§ **Task**:
Leaving the pictures aside, transcribe every line below exactly.

§ **Dataset records**:

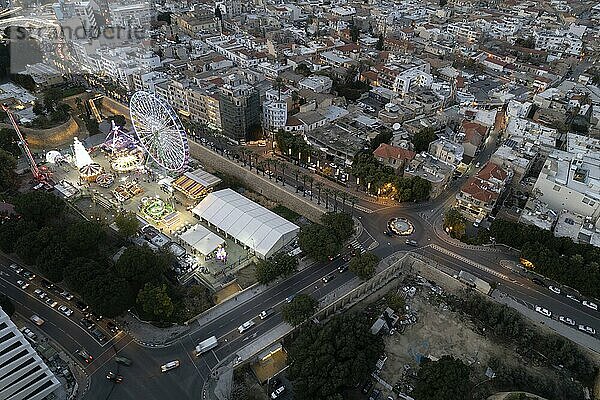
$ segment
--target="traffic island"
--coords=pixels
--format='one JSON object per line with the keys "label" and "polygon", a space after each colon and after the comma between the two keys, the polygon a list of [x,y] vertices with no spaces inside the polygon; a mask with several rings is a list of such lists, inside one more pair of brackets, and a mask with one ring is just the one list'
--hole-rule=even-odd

§ **Output for this task**:
$ segment
--target="traffic island"
--coords=pixels
--format='one JSON object per line with the keys "label" and "polygon", a space after each colon and after the comma between the two keys, the polygon a list of [x,y] vertices with no spaces inside the polygon; a mask with several rings is a list of such lists, inside one more pair of brackets, and a mask with one ring is just the one list'
--hole-rule=even-odd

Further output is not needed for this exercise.